> **Assignment**: With no images included, output each entry below exactly as it appears.

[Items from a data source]
========

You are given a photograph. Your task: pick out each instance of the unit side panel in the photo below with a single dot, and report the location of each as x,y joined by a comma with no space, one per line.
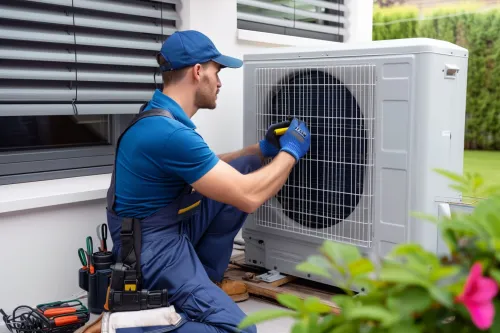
440,139
395,80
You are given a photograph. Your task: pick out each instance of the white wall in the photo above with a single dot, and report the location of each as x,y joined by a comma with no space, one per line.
43,224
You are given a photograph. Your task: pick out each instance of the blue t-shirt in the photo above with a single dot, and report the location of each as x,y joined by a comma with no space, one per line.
157,156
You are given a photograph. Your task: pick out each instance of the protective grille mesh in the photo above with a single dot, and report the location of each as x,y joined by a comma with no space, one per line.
329,192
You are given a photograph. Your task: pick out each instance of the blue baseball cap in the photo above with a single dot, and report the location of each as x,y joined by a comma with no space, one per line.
191,47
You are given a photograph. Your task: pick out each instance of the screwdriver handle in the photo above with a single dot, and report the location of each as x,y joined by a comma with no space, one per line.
59,311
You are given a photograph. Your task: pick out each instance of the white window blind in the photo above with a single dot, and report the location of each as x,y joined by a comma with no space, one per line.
320,19
61,57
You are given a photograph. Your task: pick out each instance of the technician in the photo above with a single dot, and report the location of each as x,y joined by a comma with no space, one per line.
191,202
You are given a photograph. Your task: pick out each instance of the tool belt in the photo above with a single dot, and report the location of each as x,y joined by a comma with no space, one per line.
125,291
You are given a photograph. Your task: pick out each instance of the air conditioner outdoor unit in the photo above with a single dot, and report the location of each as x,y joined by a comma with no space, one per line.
382,116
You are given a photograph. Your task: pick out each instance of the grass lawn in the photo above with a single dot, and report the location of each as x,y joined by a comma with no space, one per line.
486,163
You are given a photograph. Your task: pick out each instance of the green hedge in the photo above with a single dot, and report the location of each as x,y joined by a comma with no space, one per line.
478,32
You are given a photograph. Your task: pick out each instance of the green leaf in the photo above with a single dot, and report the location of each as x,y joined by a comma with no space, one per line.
345,328
315,265
442,296
495,273
300,327
264,315
444,272
290,301
314,305
372,312
409,301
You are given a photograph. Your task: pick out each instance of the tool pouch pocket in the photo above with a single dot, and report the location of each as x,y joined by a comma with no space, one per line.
97,284
83,279
98,287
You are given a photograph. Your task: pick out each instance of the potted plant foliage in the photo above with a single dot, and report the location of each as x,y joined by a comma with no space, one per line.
411,290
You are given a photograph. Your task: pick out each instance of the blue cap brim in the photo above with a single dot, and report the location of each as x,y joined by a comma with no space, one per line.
227,61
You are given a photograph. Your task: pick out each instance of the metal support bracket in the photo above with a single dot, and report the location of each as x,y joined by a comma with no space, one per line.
270,276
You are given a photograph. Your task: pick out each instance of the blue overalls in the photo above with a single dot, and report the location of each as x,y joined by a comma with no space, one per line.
185,247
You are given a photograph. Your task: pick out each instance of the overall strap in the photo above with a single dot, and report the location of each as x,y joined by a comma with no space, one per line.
141,115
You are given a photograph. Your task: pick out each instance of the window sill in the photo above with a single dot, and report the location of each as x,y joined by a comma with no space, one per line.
25,196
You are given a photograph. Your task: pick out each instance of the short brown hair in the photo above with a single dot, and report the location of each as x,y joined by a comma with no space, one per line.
170,77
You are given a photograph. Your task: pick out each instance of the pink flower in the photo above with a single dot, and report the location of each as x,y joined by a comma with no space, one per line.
477,297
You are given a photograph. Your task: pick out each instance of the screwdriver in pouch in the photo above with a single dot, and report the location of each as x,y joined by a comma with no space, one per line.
68,320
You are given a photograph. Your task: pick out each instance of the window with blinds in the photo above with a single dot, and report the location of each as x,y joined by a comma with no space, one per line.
72,72
318,19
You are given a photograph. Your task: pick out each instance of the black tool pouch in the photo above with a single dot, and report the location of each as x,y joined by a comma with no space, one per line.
126,292
97,284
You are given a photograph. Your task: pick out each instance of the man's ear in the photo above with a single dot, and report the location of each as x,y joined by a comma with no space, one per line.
196,72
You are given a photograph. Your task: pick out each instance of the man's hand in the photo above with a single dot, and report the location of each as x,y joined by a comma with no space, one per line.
296,140
248,192
270,145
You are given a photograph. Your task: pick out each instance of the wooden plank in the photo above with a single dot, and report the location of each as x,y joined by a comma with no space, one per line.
238,271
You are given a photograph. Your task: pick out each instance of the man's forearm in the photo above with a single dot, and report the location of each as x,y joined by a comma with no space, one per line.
249,150
267,181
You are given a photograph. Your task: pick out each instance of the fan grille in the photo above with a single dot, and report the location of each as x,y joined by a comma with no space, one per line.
327,193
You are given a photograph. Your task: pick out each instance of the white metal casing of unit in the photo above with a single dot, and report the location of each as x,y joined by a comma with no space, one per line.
413,91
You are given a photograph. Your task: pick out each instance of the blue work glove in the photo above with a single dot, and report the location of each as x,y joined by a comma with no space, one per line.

========

> **Task response**:
You are given a photograph. Your task: pick out each instance of the unit side panel in the photo below with a single dot, and report the location of each as x,y joined by a comma with no space, one per line.
440,139
395,80
You are given a photograph. Your task: pick out each instance of the white wall in the photo above with a single dot, and report the location of each as x,y joined by a comma with no space, one per line.
43,224
You are given a photograph. Your task: pick out each instance of the blue t-shirt in the photo above with a single dot, and report the location of each as x,y joined by a comma with no space, one per line.
157,156
You are given a photograph. Your task: pick out each instance of the protective grille mesh in the photo above with a single dot, and report the location of each as x,y joined by a comma with no space, one per line.
329,192
You are given a photograph. Your task: pick out each instance of the blue baseball cap in the photo above with a single dot, and report the location of each as x,y joined by a comma with no space, one per line.
191,47
You are given a photograph. Your task: pick out each instance of the screwdriver handle in the photo above with a single dot, and report the location of each as x,y joined by a comma with no space, one per line.
59,311
You are given a photograph. Your task: pick out each instance of the white window blind in the photo above with a single dot, and report the location of each as x,y joined by a comma with no space, one per line.
320,19
61,57
You are given a photograph. Your task: pick out each instance of the technician in the photo above with a single dot, and report the location of each as x,y joined by a comma with no space, one per line.
191,202
You are given a photograph. Your task: pick out each instance of the tool belt in the photo above with a single dot, and report the location of each as x,y joined by a comma with no space, one per line.
125,291
You are given a photograph. Your task: pick out each instance of the air conditioner outdoor unit in the photo above with a single dot, and report the location of each as x,y joined by a comma with no space, one per line.
382,116
You are given a photograph. Your task: pick out each instance of the grass lawn in the photo above with a single dot, and report the location of each as x,y joined by a comma with no space, one per line.
486,163
You are given a photograph. Your task: pick out each instance of the green hedge in the photo above with a single dot, and report the location of each as x,y joined by a comma with no space, one per line.
478,32
You are given a photograph. Your task: pick out each instance of the green leaf in the photo above with a single dot, and report the location of each as x,y joined by a comma with no space, one per line.
345,328
315,265
442,296
495,273
300,327
264,315
444,272
290,301
314,305
372,312
409,301
You are given a photograph. Your task: pick out each instance of the tool pouch pocket in the photo above with a single dot, and report the location of each as x,y joined by a comma with no space, one per line.
97,284
83,279
98,287
You are given a photograph. Your task: pick out each instance of the potted plant foliage in the photo above with a single dot, and report the location of each as x,y joined by a comma with no space, one per line.
411,290
You are given a photograph. Your task: pick out each instance of the blue cap brim in the photo above with a single dot, and report the location of each as x,y joined by a comma with no space, one per line.
227,61
You are given a photograph. Your task: pick out each instance of the metal support bracket in the photo above with a single dot, and report the location of each as x,y joined by a comma with no space, one per line.
270,276
You are given a photograph. Your task: pick out each instance of the blue overalls in the photo above with a single dot, and report the location of each as x,y joined by a comma with no space, one per line.
185,247
You are given a photograph. Your task: pick out each instance of the overall strap in the photo above with a single dot, and report the location of each as x,y joined by a comma with no space, one per line.
141,115
You are given a photograph. Your task: pick out each instance of the window sill in the photo above with a single dot, and report the location of each as x,y joined by a comma with no space, one per line.
25,196
You are given a photograph. Your task: pick out each instance of the short brown hair in the photo above with a single dot, and report the location of each as x,y joined by a comma with no space, one per line.
170,77
You are given a photograph. Your task: pick out each instance of the pink flower in the photo above with a single dot, and report the location of each as x,y joined by a comma with no space, one per line.
477,297
You are given a photograph. Your task: pick out each instance of the screwdriver in pouch in the photo above with a single dot, and report the location of each as x,y joined by a comma with no space, one per line.
68,320
You are given a photograph. Your task: pick out each instance of the window with blinds in the photo above with a single dot, and report the location of each as x,y joined by a comma with no space, one per line.
72,72
318,19
You are given a photograph. Your task: pick out each instance of the black tool pouch in the photo above with a single dot, and report the location of each as x,y joined by a comma with no space, one per line.
126,292
97,284
You are given a photograph. Your task: pick out each instance of the man's ear in the photo above with a single dot, and report the location of each as x,y joined by a comma with no space, one per line.
196,72
You are given a photograph. Your task: pick out each instance of the man's hand in the photo above with a single dot, and report the location of each as x,y joined by a comma with no space, one per line.
296,140
248,192
270,145
You are given a photograph. Your task: pick out each instance of the wooden plank in the photo above with a single dot, and report the location of each as x,y joined by a comma with no space, one per line.
238,271
You are given a photograph. Your task: pick out each instance of the man's forearm in the photo above with a single dot, and report the location of each as x,y joined by a comma with no space, one per line.
249,150
267,181
You are given a photograph. Your task: pick out each instance of the fan grille in the photo above with a single dot, and report the location of each as x,y joined by a comma with no space, one per line.
327,193
You are given a photograph. Your task: pick out each instance of the white metal casing of unit in the photo above with a single dot, and report the location of each as x,y joined by a comma with no space, one per line.
413,91
You are given a photograph. Your task: pick out each instance of the blue work glove in the photo above with a single dot, and report the location of each as x,y joined by a comma with no space, one per line.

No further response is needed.